Each line from the one that contains "Drop a point on every instance of the event" to the end of the material must be quoted exactly; include both end lines and nothing else.

━━━ Record set ━━━

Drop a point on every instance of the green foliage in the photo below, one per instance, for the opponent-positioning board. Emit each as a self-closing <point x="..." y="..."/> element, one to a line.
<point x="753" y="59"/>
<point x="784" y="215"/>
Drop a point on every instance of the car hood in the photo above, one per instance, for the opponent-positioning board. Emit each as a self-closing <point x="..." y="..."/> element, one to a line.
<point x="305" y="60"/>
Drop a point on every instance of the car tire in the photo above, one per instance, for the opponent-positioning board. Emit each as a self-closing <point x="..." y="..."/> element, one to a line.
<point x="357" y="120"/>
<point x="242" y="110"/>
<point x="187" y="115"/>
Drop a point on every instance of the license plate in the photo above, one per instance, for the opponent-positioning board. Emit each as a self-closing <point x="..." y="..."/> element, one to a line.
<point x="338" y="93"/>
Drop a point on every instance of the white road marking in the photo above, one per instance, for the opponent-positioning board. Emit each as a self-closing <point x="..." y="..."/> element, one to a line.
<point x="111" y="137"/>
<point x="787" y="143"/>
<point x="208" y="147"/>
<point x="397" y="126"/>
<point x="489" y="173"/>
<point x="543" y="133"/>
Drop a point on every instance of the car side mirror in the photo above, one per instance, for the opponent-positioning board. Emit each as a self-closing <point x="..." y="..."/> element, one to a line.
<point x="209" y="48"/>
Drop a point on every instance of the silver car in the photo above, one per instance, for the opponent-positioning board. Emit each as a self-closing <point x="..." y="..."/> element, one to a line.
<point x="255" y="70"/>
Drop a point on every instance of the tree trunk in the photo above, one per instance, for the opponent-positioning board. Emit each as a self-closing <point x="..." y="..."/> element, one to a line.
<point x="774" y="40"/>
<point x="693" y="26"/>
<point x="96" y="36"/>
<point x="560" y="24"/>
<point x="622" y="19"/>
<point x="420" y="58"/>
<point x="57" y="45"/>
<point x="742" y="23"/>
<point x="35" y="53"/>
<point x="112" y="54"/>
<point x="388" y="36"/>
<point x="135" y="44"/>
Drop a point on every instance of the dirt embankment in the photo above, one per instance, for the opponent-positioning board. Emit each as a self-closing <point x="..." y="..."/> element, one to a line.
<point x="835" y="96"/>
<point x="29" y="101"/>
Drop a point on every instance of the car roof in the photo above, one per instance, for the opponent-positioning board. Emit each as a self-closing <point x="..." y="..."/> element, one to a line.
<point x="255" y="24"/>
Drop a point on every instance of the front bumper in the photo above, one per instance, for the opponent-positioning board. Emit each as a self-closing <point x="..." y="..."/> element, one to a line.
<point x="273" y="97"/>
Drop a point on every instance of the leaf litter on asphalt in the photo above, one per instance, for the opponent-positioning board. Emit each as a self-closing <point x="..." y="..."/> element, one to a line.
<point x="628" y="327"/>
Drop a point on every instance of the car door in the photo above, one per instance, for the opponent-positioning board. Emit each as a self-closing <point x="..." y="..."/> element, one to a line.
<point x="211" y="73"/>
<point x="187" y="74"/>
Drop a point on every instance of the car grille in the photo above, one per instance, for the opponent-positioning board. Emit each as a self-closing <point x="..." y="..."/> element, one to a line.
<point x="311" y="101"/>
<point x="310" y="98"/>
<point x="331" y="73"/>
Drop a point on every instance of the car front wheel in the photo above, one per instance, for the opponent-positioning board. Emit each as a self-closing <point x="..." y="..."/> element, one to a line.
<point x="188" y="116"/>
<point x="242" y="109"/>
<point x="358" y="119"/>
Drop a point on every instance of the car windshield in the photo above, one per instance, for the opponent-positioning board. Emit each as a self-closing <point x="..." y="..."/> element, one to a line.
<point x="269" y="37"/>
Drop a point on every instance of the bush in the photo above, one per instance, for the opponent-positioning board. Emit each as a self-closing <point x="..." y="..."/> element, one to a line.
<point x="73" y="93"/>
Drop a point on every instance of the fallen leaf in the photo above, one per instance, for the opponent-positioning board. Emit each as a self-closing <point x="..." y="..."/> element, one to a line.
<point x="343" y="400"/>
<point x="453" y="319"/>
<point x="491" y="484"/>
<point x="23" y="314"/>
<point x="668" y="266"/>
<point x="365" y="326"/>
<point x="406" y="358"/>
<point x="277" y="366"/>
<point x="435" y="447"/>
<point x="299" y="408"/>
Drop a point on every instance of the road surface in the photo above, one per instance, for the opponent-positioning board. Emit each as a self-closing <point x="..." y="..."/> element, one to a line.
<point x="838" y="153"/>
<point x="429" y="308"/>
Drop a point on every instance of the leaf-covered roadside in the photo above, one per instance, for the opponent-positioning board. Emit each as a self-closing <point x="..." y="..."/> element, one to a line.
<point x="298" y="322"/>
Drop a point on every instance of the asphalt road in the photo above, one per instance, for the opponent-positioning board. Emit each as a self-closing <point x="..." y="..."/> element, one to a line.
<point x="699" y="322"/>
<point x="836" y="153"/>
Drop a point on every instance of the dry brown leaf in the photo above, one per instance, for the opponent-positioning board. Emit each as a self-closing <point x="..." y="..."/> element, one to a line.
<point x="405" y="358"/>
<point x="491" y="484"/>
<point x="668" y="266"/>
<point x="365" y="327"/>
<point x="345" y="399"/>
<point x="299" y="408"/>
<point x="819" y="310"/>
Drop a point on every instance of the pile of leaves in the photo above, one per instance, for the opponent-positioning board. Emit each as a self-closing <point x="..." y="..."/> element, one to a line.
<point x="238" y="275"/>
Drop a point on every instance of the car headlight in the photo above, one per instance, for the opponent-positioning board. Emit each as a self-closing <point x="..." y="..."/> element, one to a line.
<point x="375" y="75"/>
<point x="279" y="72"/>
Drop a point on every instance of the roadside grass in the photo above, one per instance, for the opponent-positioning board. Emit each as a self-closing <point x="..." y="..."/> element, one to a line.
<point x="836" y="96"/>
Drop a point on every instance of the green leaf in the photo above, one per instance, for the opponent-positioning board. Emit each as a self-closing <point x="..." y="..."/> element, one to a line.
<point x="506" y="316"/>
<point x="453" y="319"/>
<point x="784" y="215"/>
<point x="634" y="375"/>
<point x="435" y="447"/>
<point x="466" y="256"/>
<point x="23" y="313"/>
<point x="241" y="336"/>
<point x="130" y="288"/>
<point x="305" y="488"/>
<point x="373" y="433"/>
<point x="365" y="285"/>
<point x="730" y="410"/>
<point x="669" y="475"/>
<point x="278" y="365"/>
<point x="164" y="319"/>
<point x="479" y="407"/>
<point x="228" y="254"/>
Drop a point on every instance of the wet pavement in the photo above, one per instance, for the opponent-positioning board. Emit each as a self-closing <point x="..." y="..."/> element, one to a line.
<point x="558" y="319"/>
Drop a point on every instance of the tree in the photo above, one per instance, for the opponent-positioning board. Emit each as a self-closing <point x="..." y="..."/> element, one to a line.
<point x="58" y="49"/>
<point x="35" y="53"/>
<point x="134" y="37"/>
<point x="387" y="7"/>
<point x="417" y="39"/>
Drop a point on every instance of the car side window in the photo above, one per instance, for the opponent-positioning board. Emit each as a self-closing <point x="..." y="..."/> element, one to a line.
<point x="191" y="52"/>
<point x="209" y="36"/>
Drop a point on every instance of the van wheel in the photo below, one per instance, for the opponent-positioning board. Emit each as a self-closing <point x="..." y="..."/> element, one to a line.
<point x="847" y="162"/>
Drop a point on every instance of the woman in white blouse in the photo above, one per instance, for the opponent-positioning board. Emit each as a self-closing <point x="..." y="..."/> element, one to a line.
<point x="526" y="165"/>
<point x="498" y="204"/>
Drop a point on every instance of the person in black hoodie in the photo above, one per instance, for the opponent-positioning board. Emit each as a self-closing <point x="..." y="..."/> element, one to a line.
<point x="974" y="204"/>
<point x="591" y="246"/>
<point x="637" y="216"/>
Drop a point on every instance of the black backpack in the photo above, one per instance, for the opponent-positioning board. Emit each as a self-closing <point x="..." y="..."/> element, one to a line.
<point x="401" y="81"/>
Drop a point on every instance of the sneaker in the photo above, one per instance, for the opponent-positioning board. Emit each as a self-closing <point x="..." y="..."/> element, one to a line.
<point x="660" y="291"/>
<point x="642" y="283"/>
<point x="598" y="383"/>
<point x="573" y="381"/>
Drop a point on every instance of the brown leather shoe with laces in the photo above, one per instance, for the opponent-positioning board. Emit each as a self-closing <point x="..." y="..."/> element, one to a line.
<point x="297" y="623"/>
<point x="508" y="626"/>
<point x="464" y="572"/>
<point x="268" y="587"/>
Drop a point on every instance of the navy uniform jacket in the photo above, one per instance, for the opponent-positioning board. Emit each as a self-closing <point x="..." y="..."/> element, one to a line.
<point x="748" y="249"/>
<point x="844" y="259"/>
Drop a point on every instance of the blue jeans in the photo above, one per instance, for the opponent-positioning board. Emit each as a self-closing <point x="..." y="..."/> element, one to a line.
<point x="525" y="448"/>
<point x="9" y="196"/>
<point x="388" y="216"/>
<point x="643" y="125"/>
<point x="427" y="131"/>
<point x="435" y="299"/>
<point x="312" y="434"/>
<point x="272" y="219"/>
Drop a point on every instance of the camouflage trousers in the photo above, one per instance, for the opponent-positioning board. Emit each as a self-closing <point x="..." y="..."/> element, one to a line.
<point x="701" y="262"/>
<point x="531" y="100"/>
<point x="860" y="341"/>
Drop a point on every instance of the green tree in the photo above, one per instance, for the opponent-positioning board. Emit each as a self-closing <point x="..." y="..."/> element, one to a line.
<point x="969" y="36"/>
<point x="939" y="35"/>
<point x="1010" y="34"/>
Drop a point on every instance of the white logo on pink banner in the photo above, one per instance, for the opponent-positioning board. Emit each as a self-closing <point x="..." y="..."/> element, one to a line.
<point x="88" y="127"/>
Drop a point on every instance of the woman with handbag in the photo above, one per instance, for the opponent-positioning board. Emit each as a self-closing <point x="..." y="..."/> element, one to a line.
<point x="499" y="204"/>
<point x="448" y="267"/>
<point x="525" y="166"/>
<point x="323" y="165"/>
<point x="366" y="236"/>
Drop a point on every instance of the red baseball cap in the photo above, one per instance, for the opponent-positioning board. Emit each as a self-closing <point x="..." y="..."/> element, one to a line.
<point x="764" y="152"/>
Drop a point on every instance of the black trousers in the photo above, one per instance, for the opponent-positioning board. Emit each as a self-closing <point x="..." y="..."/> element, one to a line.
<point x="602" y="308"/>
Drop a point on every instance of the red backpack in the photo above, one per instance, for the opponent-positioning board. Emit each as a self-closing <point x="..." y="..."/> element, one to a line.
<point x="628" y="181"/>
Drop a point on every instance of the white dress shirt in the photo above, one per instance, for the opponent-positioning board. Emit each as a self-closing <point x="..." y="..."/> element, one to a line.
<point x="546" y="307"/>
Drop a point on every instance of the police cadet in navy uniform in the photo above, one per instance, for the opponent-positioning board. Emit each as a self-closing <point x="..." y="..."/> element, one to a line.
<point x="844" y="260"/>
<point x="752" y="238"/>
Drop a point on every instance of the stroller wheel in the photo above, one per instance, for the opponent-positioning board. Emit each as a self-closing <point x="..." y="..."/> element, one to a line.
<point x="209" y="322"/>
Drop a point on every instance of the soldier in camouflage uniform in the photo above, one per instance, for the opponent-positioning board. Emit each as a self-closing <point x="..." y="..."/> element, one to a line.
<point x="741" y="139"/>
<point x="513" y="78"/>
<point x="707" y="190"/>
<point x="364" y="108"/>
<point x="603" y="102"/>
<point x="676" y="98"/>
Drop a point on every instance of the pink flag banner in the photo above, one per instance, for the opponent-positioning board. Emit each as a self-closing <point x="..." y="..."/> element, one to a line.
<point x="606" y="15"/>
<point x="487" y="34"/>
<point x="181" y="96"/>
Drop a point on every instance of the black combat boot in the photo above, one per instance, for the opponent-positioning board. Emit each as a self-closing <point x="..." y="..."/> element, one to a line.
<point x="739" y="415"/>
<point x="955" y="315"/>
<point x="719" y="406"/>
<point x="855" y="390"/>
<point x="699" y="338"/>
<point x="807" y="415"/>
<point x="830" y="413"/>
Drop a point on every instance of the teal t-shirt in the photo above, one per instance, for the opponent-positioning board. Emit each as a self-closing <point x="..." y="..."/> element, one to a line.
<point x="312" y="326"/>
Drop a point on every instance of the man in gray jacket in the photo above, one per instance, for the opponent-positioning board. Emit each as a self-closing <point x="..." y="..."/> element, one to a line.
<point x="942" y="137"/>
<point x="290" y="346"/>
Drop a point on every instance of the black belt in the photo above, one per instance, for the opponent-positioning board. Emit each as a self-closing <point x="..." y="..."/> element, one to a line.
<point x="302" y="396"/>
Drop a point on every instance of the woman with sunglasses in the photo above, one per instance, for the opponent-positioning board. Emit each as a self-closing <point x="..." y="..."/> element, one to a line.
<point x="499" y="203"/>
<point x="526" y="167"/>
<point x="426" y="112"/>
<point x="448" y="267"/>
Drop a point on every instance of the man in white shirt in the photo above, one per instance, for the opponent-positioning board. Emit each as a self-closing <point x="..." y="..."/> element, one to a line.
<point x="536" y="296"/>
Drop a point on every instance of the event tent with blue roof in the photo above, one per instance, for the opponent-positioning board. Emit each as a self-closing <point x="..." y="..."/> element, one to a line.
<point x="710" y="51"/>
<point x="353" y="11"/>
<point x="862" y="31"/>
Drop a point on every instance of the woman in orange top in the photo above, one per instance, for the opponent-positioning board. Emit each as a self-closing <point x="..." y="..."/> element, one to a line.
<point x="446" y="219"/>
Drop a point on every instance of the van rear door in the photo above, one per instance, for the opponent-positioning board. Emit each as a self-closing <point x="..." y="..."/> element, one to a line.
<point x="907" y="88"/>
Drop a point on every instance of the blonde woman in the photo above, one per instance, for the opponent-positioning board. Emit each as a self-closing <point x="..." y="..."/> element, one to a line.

━━━

Result
Drop a point on every instance of the event tent with blue roof in the photo above, one per instance, for the opponent-positioning board. Emit each as a self-closing <point x="..." y="..."/> element, one to a line.
<point x="710" y="51"/>
<point x="353" y="11"/>
<point x="862" y="31"/>
Drop a point on every instance of the woman in orange top in the photo above, one per instance, for the opponent-positioning board. Emit each as a self-closing <point x="..." y="..."/> element, one to a line.
<point x="446" y="219"/>
Drop a point on every instance of the van rear door in the photo above, one per instance, for the opponent-positioning board. Emit each as a self-closing <point x="..." y="..."/> element, one to a line.
<point x="907" y="88"/>
Drop a point on every instance of the blonde woman in the photo above, one per instance, for the opponent-positioning board. Emit each as a self-closing <point x="..." y="..."/> element, one to a line.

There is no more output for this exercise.